* [What you will do] From the line containing "Query: driveway edge" to the last line of the records below, retype every line exactly and output nothing else.

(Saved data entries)
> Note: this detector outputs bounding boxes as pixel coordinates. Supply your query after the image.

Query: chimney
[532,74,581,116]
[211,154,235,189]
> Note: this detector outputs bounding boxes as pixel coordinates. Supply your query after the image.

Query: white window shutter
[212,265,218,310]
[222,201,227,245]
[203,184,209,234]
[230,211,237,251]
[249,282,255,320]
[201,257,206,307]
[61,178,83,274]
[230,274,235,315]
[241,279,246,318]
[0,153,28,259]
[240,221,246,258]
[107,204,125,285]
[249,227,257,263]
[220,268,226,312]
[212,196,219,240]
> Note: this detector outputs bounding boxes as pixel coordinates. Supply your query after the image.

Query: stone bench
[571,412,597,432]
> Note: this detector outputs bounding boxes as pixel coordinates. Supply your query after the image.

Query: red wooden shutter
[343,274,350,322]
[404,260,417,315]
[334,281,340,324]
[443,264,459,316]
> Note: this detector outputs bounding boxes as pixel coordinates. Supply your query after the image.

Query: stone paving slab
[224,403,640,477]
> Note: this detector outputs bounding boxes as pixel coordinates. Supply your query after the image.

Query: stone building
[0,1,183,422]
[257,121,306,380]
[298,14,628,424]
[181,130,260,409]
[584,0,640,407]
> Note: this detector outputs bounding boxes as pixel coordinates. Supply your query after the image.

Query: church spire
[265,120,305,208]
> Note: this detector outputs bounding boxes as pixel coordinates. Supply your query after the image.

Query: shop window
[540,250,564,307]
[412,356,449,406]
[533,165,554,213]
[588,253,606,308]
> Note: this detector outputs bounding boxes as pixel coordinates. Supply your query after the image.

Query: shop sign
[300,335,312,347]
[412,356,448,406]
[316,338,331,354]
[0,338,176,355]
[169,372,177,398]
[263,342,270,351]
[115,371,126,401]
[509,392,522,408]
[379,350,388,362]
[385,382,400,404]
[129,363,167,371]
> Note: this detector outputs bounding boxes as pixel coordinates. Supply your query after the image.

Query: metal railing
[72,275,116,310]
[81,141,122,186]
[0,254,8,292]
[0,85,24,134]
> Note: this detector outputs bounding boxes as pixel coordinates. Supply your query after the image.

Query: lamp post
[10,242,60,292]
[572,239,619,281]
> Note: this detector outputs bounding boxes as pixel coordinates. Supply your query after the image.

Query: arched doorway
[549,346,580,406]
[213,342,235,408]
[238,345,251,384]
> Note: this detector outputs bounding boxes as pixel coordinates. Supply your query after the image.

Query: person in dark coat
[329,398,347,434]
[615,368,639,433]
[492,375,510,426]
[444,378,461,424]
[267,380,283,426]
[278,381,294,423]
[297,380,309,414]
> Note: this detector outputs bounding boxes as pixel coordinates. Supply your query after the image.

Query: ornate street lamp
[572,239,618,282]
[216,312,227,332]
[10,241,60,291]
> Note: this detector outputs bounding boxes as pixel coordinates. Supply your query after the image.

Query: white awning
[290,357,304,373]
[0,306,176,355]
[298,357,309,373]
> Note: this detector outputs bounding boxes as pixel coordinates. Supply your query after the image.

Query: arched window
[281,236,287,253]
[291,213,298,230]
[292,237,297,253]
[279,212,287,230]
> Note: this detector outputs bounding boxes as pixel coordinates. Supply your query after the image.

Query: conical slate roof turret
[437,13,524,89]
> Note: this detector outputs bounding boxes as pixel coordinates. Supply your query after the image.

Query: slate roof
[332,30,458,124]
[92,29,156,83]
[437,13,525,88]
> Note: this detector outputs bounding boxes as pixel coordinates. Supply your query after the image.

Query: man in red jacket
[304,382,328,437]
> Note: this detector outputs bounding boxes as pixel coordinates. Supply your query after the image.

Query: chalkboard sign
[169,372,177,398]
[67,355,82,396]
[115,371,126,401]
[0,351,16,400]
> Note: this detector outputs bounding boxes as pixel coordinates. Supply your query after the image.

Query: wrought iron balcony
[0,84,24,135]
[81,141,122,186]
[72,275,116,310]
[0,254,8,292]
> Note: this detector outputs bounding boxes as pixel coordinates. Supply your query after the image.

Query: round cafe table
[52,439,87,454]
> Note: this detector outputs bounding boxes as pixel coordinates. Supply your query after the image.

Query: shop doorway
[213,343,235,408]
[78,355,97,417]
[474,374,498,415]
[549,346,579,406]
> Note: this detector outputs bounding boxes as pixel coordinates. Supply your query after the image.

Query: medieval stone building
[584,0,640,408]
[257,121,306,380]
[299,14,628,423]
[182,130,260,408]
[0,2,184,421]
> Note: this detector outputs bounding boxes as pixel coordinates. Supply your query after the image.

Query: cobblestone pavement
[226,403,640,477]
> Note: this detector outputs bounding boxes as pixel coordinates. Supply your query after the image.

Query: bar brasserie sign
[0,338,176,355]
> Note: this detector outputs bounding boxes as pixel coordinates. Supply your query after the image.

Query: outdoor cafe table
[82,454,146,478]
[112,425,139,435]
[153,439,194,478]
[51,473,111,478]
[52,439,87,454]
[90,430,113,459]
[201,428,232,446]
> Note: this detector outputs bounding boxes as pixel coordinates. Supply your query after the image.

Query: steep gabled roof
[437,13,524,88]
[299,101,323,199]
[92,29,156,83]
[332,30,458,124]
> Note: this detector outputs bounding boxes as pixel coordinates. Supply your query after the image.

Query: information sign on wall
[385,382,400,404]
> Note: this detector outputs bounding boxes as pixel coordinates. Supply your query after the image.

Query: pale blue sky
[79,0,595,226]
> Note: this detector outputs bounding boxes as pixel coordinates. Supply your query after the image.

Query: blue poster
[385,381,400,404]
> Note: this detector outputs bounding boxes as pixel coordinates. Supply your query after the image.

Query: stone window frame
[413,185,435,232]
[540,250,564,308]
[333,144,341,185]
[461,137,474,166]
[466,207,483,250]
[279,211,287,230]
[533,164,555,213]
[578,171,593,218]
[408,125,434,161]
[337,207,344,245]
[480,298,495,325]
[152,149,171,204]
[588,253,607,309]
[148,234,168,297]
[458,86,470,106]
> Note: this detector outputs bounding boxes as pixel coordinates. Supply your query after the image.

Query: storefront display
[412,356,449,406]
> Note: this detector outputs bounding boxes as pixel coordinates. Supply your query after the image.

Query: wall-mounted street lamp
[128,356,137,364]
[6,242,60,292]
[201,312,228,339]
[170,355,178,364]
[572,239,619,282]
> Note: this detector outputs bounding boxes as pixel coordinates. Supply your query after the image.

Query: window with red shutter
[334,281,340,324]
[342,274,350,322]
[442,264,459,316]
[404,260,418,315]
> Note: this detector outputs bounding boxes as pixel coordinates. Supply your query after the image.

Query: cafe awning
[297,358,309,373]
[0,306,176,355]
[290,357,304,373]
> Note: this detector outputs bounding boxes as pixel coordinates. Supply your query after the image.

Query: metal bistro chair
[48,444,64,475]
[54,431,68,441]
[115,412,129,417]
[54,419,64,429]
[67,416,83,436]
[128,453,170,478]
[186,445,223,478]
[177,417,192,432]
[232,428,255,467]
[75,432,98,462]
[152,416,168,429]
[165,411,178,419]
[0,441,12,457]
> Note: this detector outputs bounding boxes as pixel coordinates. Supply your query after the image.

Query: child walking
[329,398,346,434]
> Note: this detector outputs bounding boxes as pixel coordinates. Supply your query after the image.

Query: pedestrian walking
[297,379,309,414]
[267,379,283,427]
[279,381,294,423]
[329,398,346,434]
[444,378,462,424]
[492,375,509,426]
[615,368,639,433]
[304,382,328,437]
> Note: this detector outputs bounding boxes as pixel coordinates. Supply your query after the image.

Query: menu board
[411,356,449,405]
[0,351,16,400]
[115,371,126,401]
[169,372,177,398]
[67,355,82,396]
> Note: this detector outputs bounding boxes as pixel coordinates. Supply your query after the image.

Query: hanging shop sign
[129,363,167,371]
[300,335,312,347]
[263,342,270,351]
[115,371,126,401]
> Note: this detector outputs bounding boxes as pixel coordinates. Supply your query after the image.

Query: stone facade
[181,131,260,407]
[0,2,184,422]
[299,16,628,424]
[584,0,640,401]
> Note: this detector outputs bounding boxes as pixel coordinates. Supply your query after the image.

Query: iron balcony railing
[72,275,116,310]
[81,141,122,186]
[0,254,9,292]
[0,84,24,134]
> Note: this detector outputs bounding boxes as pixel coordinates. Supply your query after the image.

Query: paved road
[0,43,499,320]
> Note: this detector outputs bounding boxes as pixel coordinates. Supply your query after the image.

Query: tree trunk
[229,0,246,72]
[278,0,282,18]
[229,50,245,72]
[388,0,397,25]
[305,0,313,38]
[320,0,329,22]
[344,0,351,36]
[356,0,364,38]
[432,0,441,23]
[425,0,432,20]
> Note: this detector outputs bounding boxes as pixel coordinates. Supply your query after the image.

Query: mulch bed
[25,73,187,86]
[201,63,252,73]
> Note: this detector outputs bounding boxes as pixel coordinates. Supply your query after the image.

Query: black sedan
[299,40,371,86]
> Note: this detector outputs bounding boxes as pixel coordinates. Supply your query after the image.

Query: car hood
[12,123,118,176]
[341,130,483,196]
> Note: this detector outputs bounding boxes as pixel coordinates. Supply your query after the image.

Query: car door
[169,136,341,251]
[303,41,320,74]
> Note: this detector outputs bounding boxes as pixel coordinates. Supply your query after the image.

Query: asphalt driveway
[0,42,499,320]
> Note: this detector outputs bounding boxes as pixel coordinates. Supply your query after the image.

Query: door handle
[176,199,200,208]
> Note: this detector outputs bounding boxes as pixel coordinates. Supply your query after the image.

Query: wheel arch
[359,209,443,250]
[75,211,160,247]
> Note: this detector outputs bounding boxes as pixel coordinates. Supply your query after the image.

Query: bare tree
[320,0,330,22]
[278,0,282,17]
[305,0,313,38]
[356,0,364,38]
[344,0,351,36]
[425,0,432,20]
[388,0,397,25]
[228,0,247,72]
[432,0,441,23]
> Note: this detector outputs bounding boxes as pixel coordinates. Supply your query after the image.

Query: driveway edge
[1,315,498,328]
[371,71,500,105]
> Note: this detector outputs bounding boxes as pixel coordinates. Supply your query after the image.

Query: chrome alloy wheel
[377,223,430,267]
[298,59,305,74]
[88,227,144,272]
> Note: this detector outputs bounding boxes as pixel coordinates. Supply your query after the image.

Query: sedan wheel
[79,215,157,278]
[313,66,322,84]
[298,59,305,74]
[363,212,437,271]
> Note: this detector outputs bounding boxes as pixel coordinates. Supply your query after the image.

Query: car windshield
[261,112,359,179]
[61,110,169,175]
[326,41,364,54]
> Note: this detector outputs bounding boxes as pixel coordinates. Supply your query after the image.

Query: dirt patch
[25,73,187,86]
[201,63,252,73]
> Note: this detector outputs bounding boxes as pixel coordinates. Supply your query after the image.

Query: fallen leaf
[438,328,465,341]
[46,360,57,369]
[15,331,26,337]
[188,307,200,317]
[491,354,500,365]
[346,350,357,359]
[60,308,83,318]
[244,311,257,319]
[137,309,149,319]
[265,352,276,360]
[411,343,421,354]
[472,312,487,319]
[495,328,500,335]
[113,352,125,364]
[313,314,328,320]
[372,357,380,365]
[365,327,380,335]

* [Result for this task]
Query: driveway edge
[1,315,498,328]
[371,71,500,105]
> Note: this detector outputs bounding boxes as pixel coordinates. Supply your query after the image.

Query: chrome alloy wheel
[377,223,430,267]
[298,59,305,74]
[88,227,144,272]
> Note: this detector outputs bounding boxes as pixel coordinates. Supply your query after the image.

Query: sedan wheel
[79,215,157,278]
[313,66,322,84]
[298,59,305,74]
[363,212,437,271]
> Note: this detector outputs bounding boxes as pixel coordinates. Supply your query after the image.

Query: car windshield
[261,112,359,179]
[61,110,169,175]
[326,41,364,54]
> Note: this detector outputs bounding boxes as pixel coordinates. Supply your query after the image.

Query: dirt patch
[25,73,187,86]
[201,63,252,73]
> Note: this detector outputs bounding boxes as pixel coordinates. Supply your query after the image.

Query: fallen leaf
[438,328,465,341]
[46,360,57,369]
[15,331,26,337]
[188,307,200,317]
[491,354,500,365]
[346,350,357,359]
[60,308,83,318]
[244,311,257,319]
[137,309,149,319]
[265,352,276,360]
[411,343,421,354]
[472,312,487,319]
[495,328,500,335]
[113,352,125,364]
[313,314,328,320]
[372,357,380,365]
[365,327,380,335]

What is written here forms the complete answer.